Assignment:
The answer should consist of every record, reproduced exactly.

Data to process:

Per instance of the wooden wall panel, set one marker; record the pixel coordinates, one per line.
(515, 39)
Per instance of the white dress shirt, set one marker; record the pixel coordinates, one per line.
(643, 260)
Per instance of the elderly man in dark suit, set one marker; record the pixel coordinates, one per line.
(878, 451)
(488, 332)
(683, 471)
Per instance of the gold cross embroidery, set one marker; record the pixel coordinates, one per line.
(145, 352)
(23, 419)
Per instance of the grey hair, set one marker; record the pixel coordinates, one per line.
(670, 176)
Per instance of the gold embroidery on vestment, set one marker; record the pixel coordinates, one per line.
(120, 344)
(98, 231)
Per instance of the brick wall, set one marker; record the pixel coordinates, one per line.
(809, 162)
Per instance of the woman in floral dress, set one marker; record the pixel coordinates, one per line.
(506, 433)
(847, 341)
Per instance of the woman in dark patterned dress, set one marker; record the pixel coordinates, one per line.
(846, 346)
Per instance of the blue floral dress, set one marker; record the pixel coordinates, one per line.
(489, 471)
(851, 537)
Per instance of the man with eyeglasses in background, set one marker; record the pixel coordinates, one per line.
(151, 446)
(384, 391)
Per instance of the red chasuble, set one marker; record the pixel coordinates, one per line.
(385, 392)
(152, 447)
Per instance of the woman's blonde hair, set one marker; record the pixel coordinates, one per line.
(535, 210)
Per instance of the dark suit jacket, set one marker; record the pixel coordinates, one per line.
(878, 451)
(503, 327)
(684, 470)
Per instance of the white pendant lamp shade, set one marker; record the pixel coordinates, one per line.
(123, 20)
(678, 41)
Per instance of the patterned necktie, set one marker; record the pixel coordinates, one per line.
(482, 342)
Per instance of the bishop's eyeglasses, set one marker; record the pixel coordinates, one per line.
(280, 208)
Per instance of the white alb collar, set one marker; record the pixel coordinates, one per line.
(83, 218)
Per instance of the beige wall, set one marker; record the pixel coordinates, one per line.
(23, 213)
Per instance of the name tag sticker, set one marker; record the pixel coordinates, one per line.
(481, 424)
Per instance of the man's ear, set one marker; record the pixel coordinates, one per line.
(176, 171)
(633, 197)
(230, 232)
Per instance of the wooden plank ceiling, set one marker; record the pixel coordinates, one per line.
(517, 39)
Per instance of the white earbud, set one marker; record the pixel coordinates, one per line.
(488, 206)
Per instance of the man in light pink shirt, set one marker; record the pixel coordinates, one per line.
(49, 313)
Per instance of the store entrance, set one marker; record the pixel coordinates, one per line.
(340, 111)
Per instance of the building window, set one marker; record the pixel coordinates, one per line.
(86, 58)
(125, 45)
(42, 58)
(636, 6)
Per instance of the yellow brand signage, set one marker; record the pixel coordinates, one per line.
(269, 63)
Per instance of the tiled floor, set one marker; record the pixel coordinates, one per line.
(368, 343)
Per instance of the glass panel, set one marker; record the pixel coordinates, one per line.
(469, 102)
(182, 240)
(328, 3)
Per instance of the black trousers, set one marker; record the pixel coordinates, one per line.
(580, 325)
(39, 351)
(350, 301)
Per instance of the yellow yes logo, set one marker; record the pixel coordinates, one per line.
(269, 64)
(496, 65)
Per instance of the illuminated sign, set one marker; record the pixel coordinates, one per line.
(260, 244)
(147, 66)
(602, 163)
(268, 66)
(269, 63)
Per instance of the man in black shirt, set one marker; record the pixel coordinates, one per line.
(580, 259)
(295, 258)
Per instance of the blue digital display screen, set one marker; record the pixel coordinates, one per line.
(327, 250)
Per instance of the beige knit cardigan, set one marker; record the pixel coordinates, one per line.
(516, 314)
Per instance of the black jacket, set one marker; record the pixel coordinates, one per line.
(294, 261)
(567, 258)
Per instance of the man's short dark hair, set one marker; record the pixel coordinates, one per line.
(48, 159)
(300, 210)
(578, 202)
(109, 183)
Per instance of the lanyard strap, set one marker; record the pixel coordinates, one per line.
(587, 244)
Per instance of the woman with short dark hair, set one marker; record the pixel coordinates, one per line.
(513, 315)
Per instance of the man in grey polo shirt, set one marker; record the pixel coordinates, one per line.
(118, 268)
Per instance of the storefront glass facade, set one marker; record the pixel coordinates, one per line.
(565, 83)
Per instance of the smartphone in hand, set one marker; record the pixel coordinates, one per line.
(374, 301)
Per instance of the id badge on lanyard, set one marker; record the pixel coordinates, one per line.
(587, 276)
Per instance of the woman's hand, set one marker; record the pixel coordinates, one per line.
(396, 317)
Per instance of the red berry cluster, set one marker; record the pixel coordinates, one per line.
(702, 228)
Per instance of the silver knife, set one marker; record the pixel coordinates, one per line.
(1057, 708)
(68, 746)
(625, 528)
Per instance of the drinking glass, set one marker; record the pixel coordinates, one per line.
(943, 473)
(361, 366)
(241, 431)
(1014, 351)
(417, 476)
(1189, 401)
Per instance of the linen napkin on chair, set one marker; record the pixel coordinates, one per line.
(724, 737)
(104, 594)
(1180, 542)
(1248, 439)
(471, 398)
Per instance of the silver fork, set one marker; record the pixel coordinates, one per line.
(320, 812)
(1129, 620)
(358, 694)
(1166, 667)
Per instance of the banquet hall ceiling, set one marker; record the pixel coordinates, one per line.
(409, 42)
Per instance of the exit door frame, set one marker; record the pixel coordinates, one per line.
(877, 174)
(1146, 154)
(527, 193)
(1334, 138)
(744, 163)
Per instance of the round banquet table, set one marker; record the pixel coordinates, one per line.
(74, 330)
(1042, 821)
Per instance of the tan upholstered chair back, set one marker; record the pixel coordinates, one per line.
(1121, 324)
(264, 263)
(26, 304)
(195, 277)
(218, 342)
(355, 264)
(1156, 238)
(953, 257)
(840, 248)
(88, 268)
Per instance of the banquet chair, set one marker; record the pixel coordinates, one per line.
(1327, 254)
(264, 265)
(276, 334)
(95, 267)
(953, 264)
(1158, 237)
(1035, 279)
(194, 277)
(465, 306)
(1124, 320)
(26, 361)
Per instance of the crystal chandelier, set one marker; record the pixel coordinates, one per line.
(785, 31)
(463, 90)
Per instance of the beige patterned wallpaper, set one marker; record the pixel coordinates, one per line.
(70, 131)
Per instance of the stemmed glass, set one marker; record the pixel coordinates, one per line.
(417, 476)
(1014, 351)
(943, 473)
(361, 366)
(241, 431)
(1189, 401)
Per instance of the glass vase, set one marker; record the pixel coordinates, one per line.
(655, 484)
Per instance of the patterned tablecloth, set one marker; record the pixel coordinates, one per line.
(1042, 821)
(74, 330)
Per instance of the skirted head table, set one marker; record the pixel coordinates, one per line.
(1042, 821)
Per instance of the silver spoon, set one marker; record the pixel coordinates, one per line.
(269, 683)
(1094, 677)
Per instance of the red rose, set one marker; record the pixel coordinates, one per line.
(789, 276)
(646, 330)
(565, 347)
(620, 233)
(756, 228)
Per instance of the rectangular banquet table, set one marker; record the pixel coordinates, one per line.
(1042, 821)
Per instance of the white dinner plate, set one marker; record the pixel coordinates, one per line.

Solution to the problem:
Per instance of the wooden wall panel, set one marker; record the pixel coordinates, one per line.
(515, 39)
Per instance of the white dress shirt, set one marker; record the pixel coordinates, one per line.
(643, 260)
Per instance of the elderly man in dark suit, set one marker; record the pixel coordinates, one per line.
(878, 451)
(488, 332)
(683, 471)
Per instance of the gold cross embroidery, set one marker; record the pixel coordinates, one per line.
(145, 352)
(23, 419)
Per instance of the grey hair, set one marker; record the pixel coordinates, one per line.
(670, 176)
Per instance of the gold embroidery on vestment, set one marker; record the pixel coordinates, one per line.
(120, 344)
(98, 231)
Per instance of the brick wall, set one marker; record the pixel coordinates, one per line.
(809, 162)
Per instance of the woman in floral dress, set one marker; record the pixel coordinates, one per line.
(506, 433)
(847, 341)
Per instance of the woman in dark patterned dress, set one marker; record the pixel coordinates, one per line.
(846, 346)
Per instance of the blue floral dress, set one marker; record the pixel coordinates, one per line.
(489, 471)
(851, 537)
Per instance of the man with eyeglasses in background, set one marker; record the pixel coordinates, one per line.
(151, 446)
(384, 391)
Per instance of the red chasuble, set one marker; record the pixel coordinates, one per line.
(385, 392)
(152, 447)
Per instance of the woman's blonde hair, set one marker; record the pixel coordinates, one per line.
(535, 210)
Per instance of the dark suit jacket, set one marker; record the pixel coordinates, one per line.
(878, 451)
(503, 327)
(684, 470)
Per instance of the white pendant lamp shade, set one marker; record the pixel coordinates, one per line.
(123, 20)
(678, 41)
Per instance of the patterned necktie, set one marker; record the pixel coordinates, one per line.
(482, 342)
Per instance of the bishop's eyeglasses, set one marker; record the pixel coordinates, one per line.
(280, 208)
Per instance of the white alb collar, set one marker; record the pixel coordinates, one per line.
(83, 218)
Per instance of the beige wall, set one marker; record the pixel coordinates, one per line.
(23, 213)
Per instance of the name tag sticker, set one marker; record the pixel coordinates, one per line.
(481, 424)
Per instance of the man's ear, set one marker; record the pixel coordinates, one per line.
(176, 171)
(633, 197)
(230, 232)
Per instance of the wooden plank ceiling, set one marker; record the pixel coordinates, one per line.
(517, 39)
Per instance of the white earbud, set one marker; record the pixel coordinates, one per line.
(488, 206)
Per instance of the man in light pink shirt, set one marker; record the pixel coordinates, one per line.
(49, 313)
Per instance of the store entrance, set one marker; record the pixel coordinates, one per line.
(340, 111)
Per instance of the building window, set one marker; record the pixel coordinates, one per line.
(86, 58)
(125, 45)
(42, 58)
(636, 6)
Per instance of the yellow brand signage, set one marker; record the pixel coordinates, one per line.
(269, 63)
Per instance of the tiled floor, set one marker; record the pixel coordinates, one per line.
(368, 343)
Per instance of the glass panel, set one marker; record the pixel coordinates, one per line.
(469, 102)
(182, 240)
(328, 3)
Per instance of the black trousers, set one marker; record the pixel coordinates, one per line.
(580, 325)
(39, 351)
(350, 301)
Per instance of the yellow yes logo, set one marker; record the pixel coordinates, one per line.
(269, 64)
(496, 65)
Per instance of the illuminated sign, set one marker; record the pixel coordinates, one per line.
(260, 244)
(147, 66)
(602, 163)
(268, 66)
(269, 63)
Per instance of the man in black shirt, set one marker; record the pixel coordinates, one per line.
(580, 259)
(295, 258)
Per instance of the blue digital display screen, set one marker; record the pixel coordinates, one per line.
(327, 250)
Per instance of the beige knit cardigan, set one marker; record the pixel coordinates, one per line.
(516, 314)
Per instance of the black jacket, set one marker; record the pixel coordinates, one per line.
(294, 261)
(567, 258)
Per instance of the man's short dark hair, set one marker; record the pixel coordinates, one per line.
(48, 159)
(300, 210)
(578, 202)
(109, 183)
Per instance of the lanyard strap, set one marker; record the pixel coordinates, one per line.
(587, 244)
Per instance of the woman with short dark hair, set one marker; record the pixel coordinates, one per line.
(513, 315)
Per instance of the man in grey polo shirt, set one marker; record the pixel coordinates, one per line.
(118, 268)
Per instance of the storefront glass facade, set one marker; record the pixel coordinates, one per line.
(565, 83)
Per instance of the smartphone in hand, set one marker; record the pixel coordinates, one per line.
(374, 301)
Per instance of the id badge on lanyard, set one marker; record the pixel coordinates, one per line.
(587, 276)
Per instance of the woman's hand, set one marker; record the pixel coordinates, one per line.
(396, 317)
Per instance of the red berry cluster, set one marker; record the pixel coordinates, one per line.
(702, 228)
Per instance of the silver knife, set one marker; record the pixel coordinates, one per line.
(1057, 708)
(68, 746)
(625, 528)
Per instance of the drinking glass, set one marker; record the pixel coordinates, one per line.
(943, 473)
(361, 366)
(241, 431)
(1014, 351)
(417, 476)
(1189, 401)
Per instance of the linen napkin on chair, set one marker; record the pixel coordinates, one per line.
(724, 737)
(104, 594)
(1180, 542)
(1248, 439)
(471, 398)
Per instance of the silver fork, set one marker; record the pixel coordinates, one per line.
(320, 812)
(1129, 620)
(358, 694)
(1166, 667)
Per instance of the banquet hall ceiling, set one marker; record the pixel coordinates, one per line.
(409, 42)
Per instance of the exit door frame, set one marker; record the pixel coordinates, one per line.
(877, 174)
(1146, 154)
(527, 193)
(1334, 138)
(744, 163)
Per instance of the round banquet table, set one marker; record the pixel coordinates, one per line.
(74, 330)
(1042, 821)
Per instance of the tan upholstered chair back, set one marker; record the pixel coordinates, one per line.
(1121, 324)
(264, 263)
(26, 304)
(195, 277)
(218, 342)
(355, 264)
(1156, 238)
(953, 257)
(840, 248)
(88, 268)
Per instance of the banquet chair, set one marker; record the pixel coordinates, one per line.
(1327, 254)
(264, 265)
(276, 334)
(95, 267)
(953, 264)
(1158, 237)
(1035, 279)
(194, 277)
(465, 306)
(1124, 320)
(26, 361)
Per instance of the crystal chandelier, set one marker; record the pixel coordinates, one per line.
(785, 31)
(463, 90)
Per instance of the beige patterned wallpaper, set one marker; record the pixel coordinates, one per line.
(70, 131)
Per instance of the stemmed glass, set one marker; record the pixel coordinates, one per line.
(417, 476)
(1014, 351)
(943, 473)
(361, 366)
(241, 431)
(1189, 401)
Per instance of the glass vase, set one marker; record the pixel coordinates, one per line.
(655, 484)
Per instance of the patterned tablecloth, set one marker; record the pixel coordinates, one per line.
(1042, 821)
(74, 330)
Per instance of the skirted head table, set one marker; record the pixel coordinates, one per line.
(1042, 821)
Per instance of the silver spoon, set one marker; record the pixel coordinates, one per line.
(269, 683)
(1094, 677)
Per instance of the red rose, set one marker; record the pixel coordinates, one per line.
(789, 276)
(646, 330)
(565, 347)
(620, 233)
(756, 228)
Per instance of the rectangular banquet table, set one marker; record the pixel coordinates, one per line.
(1042, 821)
Per instance of the white dinner plate, set one marker; record the pixel coordinates, one per line.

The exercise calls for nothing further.